Dual use of cigarettes and vapes can help smokers quit in the long term
Smokers who use cigarettes and vapes at the same time are more likely to eventually quit smoking than those who only smoke tobacco, researchers have reported.
It follows a trial of 886 adult smokers in the UK over one year who were offered e-cigarettes or nicotine replacement products to help them quit smoking.
Assessing different patterns in stopping smoking, the team found that those who continued after their quit attempt but also used a vape were more likely to stop by four weeks than those who did not also vape.
They were also more likely to have quit after a year than those who did not vape after they tried to stop smoking.
Even if they did not manage to stop altogether, this group of dual users were far more likely to substantially reduce their smoking rate, the researchers at Queen Mary University of London reported.
And people who used e-cigarettes experienced lower urges to smoke than those using nicotine replacement therapy, the study published in Nicotine & Tobacco Research found.
Most e-cigarette users started on high nicotine strengths and moved to lower strengths over time, the researchers reported.
All participants were initially given tobacco-flavoured e-liquid, but this was unpopular and most quickly switched to other flavours such as fruit.
Those who stuck with tobacco flavour were less likely to remain smoke-free at one year, the team reported.
By one year, around one in ten people using e-cigarettes had shifted to nicotine-free e-liquids.
The findings suggest that clinicians advising smokers wanting to use e-cigarettes to help quit can reassure them that even if they are still smoking, it can help them cut down and it is linked to a higher chance of them successfully quitting later on, the researchers said.

__WORK ORDER 1__: From the article on dual use of cigarettes and vapes, reproduce word for word the passage starting at "Those who stuck" and ending at "the researchers said.".
__WORK ORDER 2__: List each advantage that the article on dual use of cigarettes and vapes reports for smokers who used vapes or e-cigarettes, compared with those who did not vape or who used nicotine replacement therapy.
__WORK ORDER 3__: Extend the article on dual use of cigarettes and vapes past its final sentence.

__GIVEN RECORDS__:
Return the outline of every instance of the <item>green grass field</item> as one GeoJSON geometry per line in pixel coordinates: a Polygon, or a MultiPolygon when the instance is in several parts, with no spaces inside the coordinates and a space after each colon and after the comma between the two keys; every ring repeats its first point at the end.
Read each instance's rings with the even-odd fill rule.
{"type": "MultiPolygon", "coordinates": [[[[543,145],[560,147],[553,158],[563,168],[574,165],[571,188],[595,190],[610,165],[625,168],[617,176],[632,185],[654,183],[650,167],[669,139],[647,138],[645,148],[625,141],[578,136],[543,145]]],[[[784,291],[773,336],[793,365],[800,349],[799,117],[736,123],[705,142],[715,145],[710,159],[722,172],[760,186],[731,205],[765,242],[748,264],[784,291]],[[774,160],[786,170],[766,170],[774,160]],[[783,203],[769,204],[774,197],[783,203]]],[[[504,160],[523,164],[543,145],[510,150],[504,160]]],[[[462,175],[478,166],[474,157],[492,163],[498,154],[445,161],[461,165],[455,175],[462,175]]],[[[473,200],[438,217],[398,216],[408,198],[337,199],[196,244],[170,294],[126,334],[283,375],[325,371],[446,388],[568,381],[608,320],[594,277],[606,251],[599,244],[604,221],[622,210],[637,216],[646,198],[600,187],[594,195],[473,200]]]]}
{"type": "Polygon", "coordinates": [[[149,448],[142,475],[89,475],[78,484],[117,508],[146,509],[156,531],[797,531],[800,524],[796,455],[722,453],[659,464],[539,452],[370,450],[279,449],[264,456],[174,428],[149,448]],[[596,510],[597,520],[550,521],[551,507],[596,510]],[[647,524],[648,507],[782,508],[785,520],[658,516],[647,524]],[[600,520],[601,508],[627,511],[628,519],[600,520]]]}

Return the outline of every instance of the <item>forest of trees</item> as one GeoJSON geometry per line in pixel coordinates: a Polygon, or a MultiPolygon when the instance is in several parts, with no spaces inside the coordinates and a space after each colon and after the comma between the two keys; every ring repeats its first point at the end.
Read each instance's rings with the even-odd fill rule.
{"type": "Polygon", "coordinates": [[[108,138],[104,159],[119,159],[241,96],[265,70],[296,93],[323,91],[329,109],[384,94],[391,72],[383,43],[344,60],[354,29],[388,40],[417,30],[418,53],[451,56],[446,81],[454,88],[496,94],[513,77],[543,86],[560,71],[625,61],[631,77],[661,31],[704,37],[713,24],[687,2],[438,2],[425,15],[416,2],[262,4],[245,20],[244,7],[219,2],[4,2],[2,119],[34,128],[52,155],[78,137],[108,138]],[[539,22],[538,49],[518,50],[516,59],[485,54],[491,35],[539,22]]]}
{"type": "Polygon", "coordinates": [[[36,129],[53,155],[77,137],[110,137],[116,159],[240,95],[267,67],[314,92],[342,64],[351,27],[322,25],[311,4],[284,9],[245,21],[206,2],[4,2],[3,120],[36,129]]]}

__EXERCISE ANSWER 1__:
Those who stuck with tobacco flavour were less likely to remain smoke-free at one year, the team reported.
By one year, around one in ten people using e-cigarettes had shifted to nicotine-free e-liquids.
The findings suggest that clinicians advising smokers wanting to use e-cigarettes to help quit can reassure them that even if they are still smoking, it can help them cut down and it is linked to a higher chance of them successfully quitting later on, the researchers said.

__EXERCISE ANSWER 2__:
- They were more likely to stop smoking by four weeks.
- They were more likely to have quit after a year.
- Even if they did not stop altogether, they were far more likely to substantially reduce their smoking rate.
- Those using e-cigarettes had lower urges to smoke than those using nicotine replacement therapy.

__EXERCISE ANSWER 3__:
Dr Francesca Pesola, lead author and senior lecturer in statistics at Queen Mary University, said: ‘The sooner smokers quit the better, but for those who find it difficult to stop smoking abruptly, vaping can help with doing it gradually over time.’
Professor Peter Hajek, co-author and director of the health and lifestyle research unit at Queen Mary, explained that smokers and clinicians sometimes believe that if smokers do not manage to stop smoking soon after starting vaping, they should stop using e-cigarettes to avoid dual use.
But he added: ‘These results show that dual use promotes genuine harm reduction and that it can be a useful step to stopping smoking altogether.’
Professor Caitlin Notley, professor of addiction sciences at the University of East Anglia, said the findings were important because they show that dual use is associated with achieving long term smoking abstinence 12 months later.
‘There has been legitimate concern that dual using may encourage people who smoke to continue smoking, but this study provides evidence for an alternative explanation – that dual using can help people to quit smoking.’
The results also supported existing and emergent evidence that flavours are an important part of the sensory experience of vaping that may help people to switch fully from tobacco smoking to vaping,’ she added.
The use of vapes has now overtaken smoking rates in Britain, it emerged last year.